[Direction 1]:
Rewrite the listing, starting with its first line and going on through the line with "Return the mask", replacing "even-odd" with "nonzero" and leaving everything else unchanged.

[Reading text]:
On Monday, July 30, 2012 09:09:42 PM Rajeev Singh wrote:
> I made sure to check that all the programs are running with single thread.
I wrote out your algorithm using direct BLAS calls. That got it down to ~8s on
my machine, from an improved version using plain Julia that was running at
~12s. There is a bigger advantage to using BLAS (I've seen up to 6-fold) when
the matrices get bigger. So I'm very glad I took the time to learn this, I'll
definitely use it in some work I'll be doing soon.
Files are attached. Change Niter to 2^16 before running @time laplace_iter(u,
dx, dy, Niter).
If we assume that BLAS is basically as good as it gets, and if my laptop is
not dreadfully slower than your machine, then there's something slightly
suspicious about your results that show running times <3s.
For the Cilk and various Fortran implementations, if you really are certain
they are restricted to using only one core (you checked via top, right?),
then...are you really sure the computation is running as you expect? The
reason I ask is that there were things in your Julia code that one could
imagine would cause it to just skip the entire computation: you were returning
u[1,1], and that value is always zero, so in principle a sufficiently-smart
compiler could have just optimized the entire computation away. In my code I
changed it to make sure that didn't happen. If it is getting simply optimized
away for some of your languages (e.g., Cilk & Fortran), that would explain the
suspiciously-fast results you're seeing. Of course, if it were being optimized
away, perhaps it should have run even faster, so I am not sure this explains
it.
If all really is as you expect, then either:
1. My machine is a lot slower than yours. Try this code, and see what happens.
2. There is something significantly better than OpenBLAS out there. It would be
interesting to know what it is.
Those seem to be the only two possibilities. I profiled the laplace_blas code,
and it's spending all of its time in BLAS calls. So by this point there is no
"julia" in there, really.
--Tim

[Given entries]:
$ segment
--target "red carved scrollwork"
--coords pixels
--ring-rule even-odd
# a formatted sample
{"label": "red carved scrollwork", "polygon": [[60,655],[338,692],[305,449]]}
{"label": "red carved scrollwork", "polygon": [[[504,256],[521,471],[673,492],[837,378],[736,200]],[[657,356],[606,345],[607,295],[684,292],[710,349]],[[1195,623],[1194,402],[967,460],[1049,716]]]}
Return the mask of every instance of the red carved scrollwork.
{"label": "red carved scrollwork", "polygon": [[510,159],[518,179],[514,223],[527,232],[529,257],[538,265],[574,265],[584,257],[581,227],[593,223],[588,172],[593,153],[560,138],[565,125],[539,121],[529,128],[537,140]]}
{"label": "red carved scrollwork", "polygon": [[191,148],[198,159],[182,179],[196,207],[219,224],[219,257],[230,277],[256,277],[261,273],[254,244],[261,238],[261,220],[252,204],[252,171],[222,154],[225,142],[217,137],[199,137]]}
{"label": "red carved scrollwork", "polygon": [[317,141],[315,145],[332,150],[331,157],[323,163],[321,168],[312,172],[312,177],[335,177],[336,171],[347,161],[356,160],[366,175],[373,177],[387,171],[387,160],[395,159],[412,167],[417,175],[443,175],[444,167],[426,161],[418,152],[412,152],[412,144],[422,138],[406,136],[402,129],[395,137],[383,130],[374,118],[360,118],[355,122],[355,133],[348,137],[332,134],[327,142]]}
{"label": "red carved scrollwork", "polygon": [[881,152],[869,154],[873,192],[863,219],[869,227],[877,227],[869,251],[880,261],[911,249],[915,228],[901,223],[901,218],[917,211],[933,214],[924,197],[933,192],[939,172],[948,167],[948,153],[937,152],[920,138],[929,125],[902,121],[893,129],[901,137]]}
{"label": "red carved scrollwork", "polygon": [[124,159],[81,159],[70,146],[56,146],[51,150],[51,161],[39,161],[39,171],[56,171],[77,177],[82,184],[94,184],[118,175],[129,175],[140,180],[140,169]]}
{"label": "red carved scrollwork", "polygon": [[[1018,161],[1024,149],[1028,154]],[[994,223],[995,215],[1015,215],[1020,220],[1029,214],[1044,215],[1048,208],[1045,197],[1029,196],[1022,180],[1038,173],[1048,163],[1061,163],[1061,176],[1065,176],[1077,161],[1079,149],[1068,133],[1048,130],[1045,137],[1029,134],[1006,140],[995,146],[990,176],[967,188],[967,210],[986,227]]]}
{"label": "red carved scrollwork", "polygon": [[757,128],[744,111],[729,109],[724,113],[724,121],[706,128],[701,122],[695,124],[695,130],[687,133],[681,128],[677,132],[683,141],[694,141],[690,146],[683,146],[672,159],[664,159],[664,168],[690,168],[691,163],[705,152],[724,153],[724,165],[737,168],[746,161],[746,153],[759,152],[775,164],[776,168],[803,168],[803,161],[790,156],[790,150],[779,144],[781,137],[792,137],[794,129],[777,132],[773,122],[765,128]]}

[Direction 2]:
Answer these questions about the forum post on BLAS timings.
(a) About how long did the version written with direct BLAS calls take on the writer's machine?
(b) Which value was the original Julia code returning, and what is that value always?
(c) According to the profiling, where does the laplace_blas code spend its time?

[Written response 1]:
$ segment
--target "red carved scrollwork"
--coords pixels
--ring-rule nonzero
# a formatted sample
{"label": "red carved scrollwork", "polygon": [[60,655],[338,692],[305,449]]}
{"label": "red carved scrollwork", "polygon": [[[504,256],[521,471],[673,492],[837,378],[736,200]],[[657,356],[606,345],[607,295],[684,292],[710,349]],[[1195,623],[1194,402],[967,460],[1049,716]]]}
Return the mask of every instance of the red carved scrollwork.

[Written response 2]:
(a) About 8 seconds.
(b) It was returning u[1,1], which is always zero.
(c) All of its time is spent in BLAS calls.